EXERCISE —
Give back all of the records underneath exactly, with no omissions.

(Records drawn from a dataset)
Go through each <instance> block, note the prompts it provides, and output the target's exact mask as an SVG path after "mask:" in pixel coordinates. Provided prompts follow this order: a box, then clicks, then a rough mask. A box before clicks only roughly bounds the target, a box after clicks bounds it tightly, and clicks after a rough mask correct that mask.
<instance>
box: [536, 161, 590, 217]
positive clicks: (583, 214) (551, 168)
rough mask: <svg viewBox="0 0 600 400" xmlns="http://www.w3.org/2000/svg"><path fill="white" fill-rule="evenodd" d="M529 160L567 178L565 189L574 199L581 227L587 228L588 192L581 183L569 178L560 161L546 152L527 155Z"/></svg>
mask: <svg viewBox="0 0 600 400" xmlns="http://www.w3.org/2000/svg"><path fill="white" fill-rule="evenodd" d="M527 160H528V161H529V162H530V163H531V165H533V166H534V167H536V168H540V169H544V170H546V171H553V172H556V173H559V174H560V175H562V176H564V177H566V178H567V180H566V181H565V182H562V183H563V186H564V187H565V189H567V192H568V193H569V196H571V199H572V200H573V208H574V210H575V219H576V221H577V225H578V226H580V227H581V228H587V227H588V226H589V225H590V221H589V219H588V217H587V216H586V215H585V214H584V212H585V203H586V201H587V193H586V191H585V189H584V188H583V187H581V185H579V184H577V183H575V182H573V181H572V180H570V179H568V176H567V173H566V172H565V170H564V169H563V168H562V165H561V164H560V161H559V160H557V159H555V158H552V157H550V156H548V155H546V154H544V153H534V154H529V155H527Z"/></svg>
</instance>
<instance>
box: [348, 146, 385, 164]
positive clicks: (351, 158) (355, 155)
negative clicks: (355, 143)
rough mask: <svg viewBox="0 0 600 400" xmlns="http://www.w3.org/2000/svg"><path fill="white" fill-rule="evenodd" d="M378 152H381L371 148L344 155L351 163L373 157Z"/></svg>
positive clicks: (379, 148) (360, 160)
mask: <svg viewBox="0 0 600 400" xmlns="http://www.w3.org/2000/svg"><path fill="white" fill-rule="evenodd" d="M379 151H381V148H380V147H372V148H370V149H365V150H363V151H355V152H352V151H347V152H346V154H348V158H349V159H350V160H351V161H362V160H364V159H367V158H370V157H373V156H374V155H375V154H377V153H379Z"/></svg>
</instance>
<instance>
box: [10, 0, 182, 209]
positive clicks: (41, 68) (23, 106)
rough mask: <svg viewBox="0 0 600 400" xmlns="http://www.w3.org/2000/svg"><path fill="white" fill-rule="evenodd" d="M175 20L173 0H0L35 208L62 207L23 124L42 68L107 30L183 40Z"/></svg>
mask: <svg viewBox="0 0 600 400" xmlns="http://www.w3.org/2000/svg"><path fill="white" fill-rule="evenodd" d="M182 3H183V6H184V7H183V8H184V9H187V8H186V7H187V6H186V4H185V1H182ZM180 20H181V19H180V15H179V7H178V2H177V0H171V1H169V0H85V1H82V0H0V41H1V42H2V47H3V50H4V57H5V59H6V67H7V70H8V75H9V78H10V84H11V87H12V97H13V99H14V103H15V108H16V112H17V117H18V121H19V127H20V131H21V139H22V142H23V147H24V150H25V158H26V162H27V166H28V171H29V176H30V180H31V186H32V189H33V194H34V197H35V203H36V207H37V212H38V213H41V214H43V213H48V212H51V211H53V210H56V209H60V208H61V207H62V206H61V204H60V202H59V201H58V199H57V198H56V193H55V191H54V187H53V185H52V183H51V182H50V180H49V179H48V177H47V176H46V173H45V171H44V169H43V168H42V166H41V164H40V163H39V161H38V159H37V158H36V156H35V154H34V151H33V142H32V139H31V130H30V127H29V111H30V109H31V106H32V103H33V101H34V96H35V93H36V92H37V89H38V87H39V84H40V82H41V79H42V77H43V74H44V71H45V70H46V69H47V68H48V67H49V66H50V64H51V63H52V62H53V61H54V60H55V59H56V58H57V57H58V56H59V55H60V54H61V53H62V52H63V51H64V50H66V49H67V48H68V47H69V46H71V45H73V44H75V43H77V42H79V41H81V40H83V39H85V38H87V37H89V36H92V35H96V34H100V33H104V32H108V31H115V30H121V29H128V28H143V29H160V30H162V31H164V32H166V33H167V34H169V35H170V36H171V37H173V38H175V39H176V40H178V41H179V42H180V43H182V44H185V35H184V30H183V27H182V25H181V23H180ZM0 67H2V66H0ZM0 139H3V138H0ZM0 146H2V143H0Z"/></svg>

ANSWER FOR THE TASK —
Go through each <instance> block, note the prompts it provides, and output the target's exact mask as an SVG path after "mask:" in pixel coordinates. Provided prompts follow this order: a box, then clicks, then a rough mask. A box before clicks only roughly bounds the target, a box after clicks bounds it tightly, and clicks after a rough mask correct that mask.
<instance>
box: [536, 161, 590, 217]
positive clicks: (583, 214) (551, 168)
rough mask: <svg viewBox="0 0 600 400" xmlns="http://www.w3.org/2000/svg"><path fill="white" fill-rule="evenodd" d="M529 160L567 178L565 189L574 199L581 227L587 228L588 192L581 183L569 178L560 161L546 152L527 155Z"/></svg>
mask: <svg viewBox="0 0 600 400" xmlns="http://www.w3.org/2000/svg"><path fill="white" fill-rule="evenodd" d="M527 160H528V161H529V162H530V163H531V165H533V166H534V167H536V168H540V169H544V170H546V171H553V172H556V173H559V174H560V175H562V176H564V177H566V178H567V180H566V181H565V182H562V183H563V186H564V187H565V189H567V192H568V193H569V196H571V199H572V200H573V208H574V210H575V219H576V221H577V225H578V226H580V227H581V228H587V227H588V226H589V225H590V221H589V219H588V217H587V216H586V215H585V214H584V212H585V203H586V201H587V193H586V191H585V189H584V188H583V187H581V185H579V184H577V183H575V182H573V181H572V180H570V179H568V176H567V173H566V172H565V170H564V169H563V168H562V165H561V164H560V161H559V160H557V159H555V158H552V157H550V156H548V155H546V154H544V153H534V154H529V155H527Z"/></svg>
</instance>
<instance>
box: [348, 146, 385, 164]
positive clicks: (351, 158) (355, 155)
negative clicks: (355, 143)
rough mask: <svg viewBox="0 0 600 400" xmlns="http://www.w3.org/2000/svg"><path fill="white" fill-rule="evenodd" d="M378 152H381L371 148L344 155L351 163L373 157Z"/></svg>
positive clicks: (379, 148) (360, 160)
mask: <svg viewBox="0 0 600 400" xmlns="http://www.w3.org/2000/svg"><path fill="white" fill-rule="evenodd" d="M379 151H381V148H380V147H372V148H370V149H365V150H363V151H355V152H352V151H347V152H346V154H348V158H349V159H350V160H351V161H362V160H364V159H367V158H370V157H373V156H374V155H375V154H377V153H379Z"/></svg>
</instance>
<instance>
box: [10, 0, 182, 209]
positive clicks: (41, 68) (23, 106)
rough mask: <svg viewBox="0 0 600 400" xmlns="http://www.w3.org/2000/svg"><path fill="white" fill-rule="evenodd" d="M175 20L173 0H0L35 208L62 207L23 124L42 68L107 30L183 40Z"/></svg>
mask: <svg viewBox="0 0 600 400" xmlns="http://www.w3.org/2000/svg"><path fill="white" fill-rule="evenodd" d="M182 3H183V6H184V7H183V8H184V9H187V8H186V7H187V6H186V4H185V1H182ZM180 20H181V19H180V15H179V7H178V2H177V0H171V1H169V0H85V1H82V0H0V41H1V42H2V47H3V50H4V57H5V59H6V67H7V70H8V75H9V78H10V84H11V87H12V97H13V99H14V103H15V108H16V112H17V117H18V121H19V127H20V131H21V139H22V142H23V147H24V150H25V158H26V162H27V166H28V171H29V176H30V180H31V186H32V189H33V194H34V197H35V203H36V207H37V212H38V213H41V214H43V213H48V212H51V211H53V210H56V209H60V208H61V207H62V206H61V204H60V202H59V201H58V199H57V198H56V193H55V191H54V187H53V185H52V183H51V182H50V180H49V179H48V177H47V176H46V173H45V171H44V169H43V168H42V166H41V164H40V163H39V161H38V159H37V158H36V156H35V154H34V151H33V142H32V139H31V130H30V127H29V111H30V109H31V106H32V103H33V101H34V96H35V93H36V92H37V89H38V87H39V84H40V82H41V79H42V77H43V74H44V71H45V70H46V69H47V68H48V67H49V66H50V64H51V63H52V62H53V61H54V60H55V59H56V58H57V57H58V56H59V55H60V54H61V53H62V52H63V51H64V50H66V49H67V48H68V47H69V46H71V45H73V44H75V43H77V42H79V41H81V40H83V39H85V38H87V37H89V36H92V35H96V34H100V33H104V32H108V31H115V30H121V29H128V28H143V29H160V30H162V31H164V32H166V33H167V34H169V35H170V36H171V37H173V38H175V39H176V40H178V41H179V42H180V43H182V44H185V35H184V30H183V27H182V25H181V23H180ZM0 67H2V66H0ZM0 139H3V138H0ZM0 146H2V143H0Z"/></svg>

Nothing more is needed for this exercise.